### [WHAT THE TASK REQUIRES]
Write out the entries, please, from the line containing "Pressing-analysis tagging request: spot the mountain" through their final line, exactly and with nothing else.

### [SUPPLIED ENTRIES]

— START —

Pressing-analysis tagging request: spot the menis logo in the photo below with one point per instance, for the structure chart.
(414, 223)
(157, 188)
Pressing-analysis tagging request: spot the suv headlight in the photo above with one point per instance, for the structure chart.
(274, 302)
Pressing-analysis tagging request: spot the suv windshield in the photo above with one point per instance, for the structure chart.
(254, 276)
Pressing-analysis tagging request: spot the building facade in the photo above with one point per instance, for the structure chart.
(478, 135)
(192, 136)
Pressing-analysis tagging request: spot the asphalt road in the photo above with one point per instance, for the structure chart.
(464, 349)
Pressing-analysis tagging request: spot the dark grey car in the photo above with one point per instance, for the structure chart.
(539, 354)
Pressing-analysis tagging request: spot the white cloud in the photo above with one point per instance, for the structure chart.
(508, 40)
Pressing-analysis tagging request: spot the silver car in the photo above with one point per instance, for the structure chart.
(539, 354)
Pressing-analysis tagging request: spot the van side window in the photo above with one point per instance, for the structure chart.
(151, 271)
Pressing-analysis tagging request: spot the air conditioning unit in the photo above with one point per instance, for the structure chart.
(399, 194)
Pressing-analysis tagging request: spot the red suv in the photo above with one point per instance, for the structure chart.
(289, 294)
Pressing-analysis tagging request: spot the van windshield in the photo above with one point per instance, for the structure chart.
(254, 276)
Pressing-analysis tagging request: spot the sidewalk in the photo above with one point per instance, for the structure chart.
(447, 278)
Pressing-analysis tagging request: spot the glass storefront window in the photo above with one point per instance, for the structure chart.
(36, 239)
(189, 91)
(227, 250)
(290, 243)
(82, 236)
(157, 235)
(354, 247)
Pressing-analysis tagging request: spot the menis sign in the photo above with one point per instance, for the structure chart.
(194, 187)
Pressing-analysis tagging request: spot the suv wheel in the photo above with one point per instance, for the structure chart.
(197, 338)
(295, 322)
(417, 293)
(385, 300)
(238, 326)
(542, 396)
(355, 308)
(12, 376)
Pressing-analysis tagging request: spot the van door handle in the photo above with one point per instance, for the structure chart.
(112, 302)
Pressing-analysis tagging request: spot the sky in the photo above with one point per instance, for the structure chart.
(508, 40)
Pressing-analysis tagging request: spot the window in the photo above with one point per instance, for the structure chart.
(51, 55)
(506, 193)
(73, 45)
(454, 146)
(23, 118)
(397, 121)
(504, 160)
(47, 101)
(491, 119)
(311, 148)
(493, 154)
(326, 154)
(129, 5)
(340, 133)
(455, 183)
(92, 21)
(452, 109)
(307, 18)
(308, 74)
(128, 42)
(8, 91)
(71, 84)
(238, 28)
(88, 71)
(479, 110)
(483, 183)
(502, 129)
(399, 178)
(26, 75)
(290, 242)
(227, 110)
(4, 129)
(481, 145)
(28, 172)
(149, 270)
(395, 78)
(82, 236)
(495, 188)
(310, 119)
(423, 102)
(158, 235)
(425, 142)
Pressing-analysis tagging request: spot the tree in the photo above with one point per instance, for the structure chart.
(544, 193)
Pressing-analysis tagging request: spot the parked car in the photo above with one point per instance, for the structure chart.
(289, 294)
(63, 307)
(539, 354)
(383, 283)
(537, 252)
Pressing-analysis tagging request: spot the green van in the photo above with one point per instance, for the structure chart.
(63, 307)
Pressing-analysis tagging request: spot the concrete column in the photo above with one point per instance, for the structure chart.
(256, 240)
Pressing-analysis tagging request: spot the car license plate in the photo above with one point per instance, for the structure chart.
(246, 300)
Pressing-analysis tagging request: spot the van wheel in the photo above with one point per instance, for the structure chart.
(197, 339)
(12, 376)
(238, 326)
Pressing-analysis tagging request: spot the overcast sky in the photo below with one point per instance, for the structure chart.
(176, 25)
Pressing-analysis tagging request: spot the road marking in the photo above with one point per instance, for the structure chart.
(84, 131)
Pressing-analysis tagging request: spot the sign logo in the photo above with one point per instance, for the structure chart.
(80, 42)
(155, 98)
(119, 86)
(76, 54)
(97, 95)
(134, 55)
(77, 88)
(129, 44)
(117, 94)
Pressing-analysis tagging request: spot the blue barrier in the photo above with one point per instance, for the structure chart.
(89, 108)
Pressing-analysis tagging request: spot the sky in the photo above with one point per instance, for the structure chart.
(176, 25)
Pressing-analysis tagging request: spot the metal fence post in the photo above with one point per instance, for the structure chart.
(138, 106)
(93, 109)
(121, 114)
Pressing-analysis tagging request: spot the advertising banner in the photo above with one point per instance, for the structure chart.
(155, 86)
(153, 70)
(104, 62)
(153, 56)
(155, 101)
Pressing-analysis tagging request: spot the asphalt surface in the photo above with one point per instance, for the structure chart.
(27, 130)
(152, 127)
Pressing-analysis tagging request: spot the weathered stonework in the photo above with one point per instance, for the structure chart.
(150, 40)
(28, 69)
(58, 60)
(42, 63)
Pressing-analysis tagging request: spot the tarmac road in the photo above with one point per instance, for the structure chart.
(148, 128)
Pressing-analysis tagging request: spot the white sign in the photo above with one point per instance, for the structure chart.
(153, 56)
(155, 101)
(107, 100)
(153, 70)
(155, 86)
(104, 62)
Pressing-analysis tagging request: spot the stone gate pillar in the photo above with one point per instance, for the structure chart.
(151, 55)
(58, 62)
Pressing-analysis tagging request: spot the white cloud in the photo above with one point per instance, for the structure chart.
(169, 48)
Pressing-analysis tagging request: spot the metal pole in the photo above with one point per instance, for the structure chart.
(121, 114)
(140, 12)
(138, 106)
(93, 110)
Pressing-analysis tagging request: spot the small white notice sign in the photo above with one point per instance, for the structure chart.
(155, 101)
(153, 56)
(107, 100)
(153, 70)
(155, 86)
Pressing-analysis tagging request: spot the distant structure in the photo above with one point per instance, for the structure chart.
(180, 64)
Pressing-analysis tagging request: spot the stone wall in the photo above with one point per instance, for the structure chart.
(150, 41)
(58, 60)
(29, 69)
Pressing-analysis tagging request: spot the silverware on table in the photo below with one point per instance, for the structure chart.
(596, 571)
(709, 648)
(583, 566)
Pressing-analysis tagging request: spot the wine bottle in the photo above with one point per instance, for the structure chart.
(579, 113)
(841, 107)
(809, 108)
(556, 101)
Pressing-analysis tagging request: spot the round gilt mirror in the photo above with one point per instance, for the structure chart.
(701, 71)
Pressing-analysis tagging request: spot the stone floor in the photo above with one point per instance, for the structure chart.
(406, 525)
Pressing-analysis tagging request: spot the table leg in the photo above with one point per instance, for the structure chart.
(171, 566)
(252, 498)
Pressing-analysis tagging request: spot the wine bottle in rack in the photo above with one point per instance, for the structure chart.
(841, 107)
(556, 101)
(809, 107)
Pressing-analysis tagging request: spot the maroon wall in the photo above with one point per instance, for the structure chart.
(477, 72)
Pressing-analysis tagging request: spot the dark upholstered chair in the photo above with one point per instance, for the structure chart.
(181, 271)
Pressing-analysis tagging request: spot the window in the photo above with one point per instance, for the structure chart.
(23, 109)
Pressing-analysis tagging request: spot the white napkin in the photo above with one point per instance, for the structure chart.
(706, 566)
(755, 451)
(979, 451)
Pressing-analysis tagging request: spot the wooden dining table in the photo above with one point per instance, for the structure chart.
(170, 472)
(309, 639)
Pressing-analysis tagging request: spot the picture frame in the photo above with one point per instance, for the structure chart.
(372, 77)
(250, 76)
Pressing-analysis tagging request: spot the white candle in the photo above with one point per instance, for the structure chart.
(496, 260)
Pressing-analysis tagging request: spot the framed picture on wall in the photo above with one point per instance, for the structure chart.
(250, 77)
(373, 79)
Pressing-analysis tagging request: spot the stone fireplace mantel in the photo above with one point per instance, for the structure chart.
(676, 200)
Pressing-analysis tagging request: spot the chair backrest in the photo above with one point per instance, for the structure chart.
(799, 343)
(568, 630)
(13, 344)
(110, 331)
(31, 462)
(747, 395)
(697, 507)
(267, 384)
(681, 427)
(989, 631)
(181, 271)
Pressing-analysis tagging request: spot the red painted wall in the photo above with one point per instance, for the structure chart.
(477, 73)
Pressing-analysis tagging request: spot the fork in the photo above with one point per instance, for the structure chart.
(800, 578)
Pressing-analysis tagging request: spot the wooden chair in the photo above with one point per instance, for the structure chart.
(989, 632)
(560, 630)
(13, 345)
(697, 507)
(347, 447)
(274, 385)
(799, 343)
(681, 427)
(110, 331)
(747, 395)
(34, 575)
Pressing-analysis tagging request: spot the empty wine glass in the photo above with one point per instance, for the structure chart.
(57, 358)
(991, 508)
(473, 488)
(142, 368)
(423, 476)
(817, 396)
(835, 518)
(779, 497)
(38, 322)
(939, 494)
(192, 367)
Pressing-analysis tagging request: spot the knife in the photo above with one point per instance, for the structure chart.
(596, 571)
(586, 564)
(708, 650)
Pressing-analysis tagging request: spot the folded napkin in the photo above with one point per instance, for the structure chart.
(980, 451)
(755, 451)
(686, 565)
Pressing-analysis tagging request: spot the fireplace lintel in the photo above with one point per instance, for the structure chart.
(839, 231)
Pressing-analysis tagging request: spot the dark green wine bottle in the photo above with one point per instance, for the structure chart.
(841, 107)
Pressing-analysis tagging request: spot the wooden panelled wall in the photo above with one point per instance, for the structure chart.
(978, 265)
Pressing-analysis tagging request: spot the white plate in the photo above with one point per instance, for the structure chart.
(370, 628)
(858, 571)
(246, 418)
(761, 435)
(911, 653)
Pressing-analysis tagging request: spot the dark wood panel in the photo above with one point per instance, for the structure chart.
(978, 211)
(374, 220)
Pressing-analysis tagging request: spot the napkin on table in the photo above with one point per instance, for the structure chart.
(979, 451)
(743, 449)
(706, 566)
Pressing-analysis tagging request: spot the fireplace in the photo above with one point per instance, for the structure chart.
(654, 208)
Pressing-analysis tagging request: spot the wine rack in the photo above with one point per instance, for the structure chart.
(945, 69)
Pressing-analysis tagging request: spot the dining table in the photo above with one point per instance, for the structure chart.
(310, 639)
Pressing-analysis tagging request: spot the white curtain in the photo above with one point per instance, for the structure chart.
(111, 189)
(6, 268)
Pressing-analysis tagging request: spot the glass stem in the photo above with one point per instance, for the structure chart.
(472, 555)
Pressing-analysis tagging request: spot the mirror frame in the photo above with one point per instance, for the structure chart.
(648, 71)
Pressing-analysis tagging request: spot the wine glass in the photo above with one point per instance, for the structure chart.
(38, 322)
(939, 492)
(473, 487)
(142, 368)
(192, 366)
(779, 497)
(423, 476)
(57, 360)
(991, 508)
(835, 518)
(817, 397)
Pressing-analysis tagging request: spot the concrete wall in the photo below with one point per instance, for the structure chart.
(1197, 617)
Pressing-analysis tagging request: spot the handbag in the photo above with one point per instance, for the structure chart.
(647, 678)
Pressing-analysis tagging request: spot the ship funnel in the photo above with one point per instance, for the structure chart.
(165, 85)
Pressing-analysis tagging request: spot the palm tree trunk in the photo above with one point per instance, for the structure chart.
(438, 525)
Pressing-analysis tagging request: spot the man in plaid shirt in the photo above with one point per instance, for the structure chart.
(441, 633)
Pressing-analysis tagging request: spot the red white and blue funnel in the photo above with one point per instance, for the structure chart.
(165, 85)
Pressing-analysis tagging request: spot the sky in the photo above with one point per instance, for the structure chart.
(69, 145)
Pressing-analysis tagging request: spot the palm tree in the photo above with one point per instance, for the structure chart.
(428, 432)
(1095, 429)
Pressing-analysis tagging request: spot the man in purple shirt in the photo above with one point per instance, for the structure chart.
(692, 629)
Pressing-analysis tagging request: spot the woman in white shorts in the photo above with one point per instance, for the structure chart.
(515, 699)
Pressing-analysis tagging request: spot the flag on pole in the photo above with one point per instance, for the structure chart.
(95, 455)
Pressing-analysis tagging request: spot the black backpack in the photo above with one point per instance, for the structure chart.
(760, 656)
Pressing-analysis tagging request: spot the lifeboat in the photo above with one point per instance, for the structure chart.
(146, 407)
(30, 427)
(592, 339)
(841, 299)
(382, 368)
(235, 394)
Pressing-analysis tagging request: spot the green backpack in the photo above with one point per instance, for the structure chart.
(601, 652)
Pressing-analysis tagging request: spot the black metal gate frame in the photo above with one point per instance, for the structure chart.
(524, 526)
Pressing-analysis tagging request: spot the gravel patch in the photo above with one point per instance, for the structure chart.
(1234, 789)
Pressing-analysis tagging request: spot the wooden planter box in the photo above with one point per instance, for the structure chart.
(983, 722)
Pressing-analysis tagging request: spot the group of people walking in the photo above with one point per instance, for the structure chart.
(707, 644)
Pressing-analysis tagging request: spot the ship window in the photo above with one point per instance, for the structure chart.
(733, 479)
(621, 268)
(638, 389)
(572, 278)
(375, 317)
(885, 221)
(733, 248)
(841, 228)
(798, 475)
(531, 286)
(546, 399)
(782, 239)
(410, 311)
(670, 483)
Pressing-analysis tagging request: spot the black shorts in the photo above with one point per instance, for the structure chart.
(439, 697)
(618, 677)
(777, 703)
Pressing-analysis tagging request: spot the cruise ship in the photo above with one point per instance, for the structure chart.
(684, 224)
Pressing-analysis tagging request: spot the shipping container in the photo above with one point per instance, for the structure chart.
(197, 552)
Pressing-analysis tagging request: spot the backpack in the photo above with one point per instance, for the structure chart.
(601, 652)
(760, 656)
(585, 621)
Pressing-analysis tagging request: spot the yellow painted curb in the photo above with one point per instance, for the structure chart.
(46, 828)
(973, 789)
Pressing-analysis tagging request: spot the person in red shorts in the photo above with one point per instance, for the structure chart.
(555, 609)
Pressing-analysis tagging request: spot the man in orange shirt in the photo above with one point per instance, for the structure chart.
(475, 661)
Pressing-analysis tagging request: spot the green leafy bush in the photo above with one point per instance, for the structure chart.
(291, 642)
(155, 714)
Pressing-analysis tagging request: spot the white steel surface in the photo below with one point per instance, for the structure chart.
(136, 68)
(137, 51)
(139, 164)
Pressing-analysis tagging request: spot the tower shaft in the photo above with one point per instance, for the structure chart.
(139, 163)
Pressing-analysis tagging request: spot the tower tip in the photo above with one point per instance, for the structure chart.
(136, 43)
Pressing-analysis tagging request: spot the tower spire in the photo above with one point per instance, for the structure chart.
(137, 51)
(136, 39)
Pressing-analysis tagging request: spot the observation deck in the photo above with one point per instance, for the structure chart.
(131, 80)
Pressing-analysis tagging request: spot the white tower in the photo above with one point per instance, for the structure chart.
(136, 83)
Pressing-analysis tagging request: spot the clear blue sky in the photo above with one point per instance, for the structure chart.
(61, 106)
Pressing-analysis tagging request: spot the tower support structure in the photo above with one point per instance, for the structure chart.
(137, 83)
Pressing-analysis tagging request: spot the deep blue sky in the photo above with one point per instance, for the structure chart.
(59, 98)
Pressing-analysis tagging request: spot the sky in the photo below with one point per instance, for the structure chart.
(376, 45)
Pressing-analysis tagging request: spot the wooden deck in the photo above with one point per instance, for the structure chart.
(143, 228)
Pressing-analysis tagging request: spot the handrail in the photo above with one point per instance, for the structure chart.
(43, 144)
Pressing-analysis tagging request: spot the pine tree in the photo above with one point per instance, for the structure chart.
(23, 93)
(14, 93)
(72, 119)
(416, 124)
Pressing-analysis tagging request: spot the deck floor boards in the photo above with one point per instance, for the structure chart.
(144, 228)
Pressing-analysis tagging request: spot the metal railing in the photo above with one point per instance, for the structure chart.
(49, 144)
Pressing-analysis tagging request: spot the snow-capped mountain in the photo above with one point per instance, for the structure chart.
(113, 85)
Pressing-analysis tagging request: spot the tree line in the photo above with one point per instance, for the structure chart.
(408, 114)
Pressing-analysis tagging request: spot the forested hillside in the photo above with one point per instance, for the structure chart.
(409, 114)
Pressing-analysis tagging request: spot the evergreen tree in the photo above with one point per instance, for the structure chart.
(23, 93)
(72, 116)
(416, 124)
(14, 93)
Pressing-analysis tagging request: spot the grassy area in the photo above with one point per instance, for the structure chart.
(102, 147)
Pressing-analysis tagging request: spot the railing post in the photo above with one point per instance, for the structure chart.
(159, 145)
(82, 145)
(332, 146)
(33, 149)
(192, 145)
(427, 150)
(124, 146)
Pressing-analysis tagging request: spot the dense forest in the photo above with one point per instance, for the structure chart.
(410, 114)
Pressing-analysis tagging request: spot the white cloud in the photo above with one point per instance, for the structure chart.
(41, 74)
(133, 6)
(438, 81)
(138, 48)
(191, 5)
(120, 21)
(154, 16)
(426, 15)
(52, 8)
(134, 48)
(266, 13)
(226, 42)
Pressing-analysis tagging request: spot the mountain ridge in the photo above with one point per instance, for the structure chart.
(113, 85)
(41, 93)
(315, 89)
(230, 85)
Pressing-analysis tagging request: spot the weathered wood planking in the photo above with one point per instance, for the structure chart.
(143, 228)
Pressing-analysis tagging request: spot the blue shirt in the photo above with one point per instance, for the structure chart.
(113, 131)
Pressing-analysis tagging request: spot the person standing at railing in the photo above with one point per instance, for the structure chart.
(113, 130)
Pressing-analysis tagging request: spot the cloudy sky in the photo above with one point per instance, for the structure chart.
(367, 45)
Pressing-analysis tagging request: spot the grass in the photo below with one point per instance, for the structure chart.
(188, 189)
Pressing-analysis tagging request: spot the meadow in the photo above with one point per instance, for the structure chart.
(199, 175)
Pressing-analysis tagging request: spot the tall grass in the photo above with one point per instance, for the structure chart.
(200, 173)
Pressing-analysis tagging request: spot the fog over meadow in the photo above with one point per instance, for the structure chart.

— END —

### [RESULT BELOW]
Pressing-analysis tagging request: spot the mountain ridge in the photo above with one point per instance, for the structure chart.
(113, 85)
(41, 93)
(315, 89)
(230, 85)
Pressing-analysis tagging request: spot the weathered wood planking in the photo above with one point per instance, for the structure chart.
(143, 228)
Pressing-analysis tagging request: spot the blue shirt in the photo above with one point per instance, for the structure chart.
(113, 131)
Pressing-analysis tagging request: spot the person standing at railing in the photo above with one point per instance, for the structure chart.
(113, 130)
Pressing-analysis tagging request: spot the cloudy sky in the photo above with one point per instance, for the structure chart.
(367, 45)
Pressing-analysis tagging request: spot the grass in the photo below with one point per instance, for the structure chart.
(188, 189)
Pressing-analysis tagging request: spot the meadow in the photo above with one point per instance, for the structure chart.
(199, 175)
Pressing-analysis tagging request: spot the tall grass in the photo above with one point per instance, for the structure chart.
(200, 173)
Pressing-analysis tagging request: spot the fog over meadow in the photo above with one point per instance, for the structure chart.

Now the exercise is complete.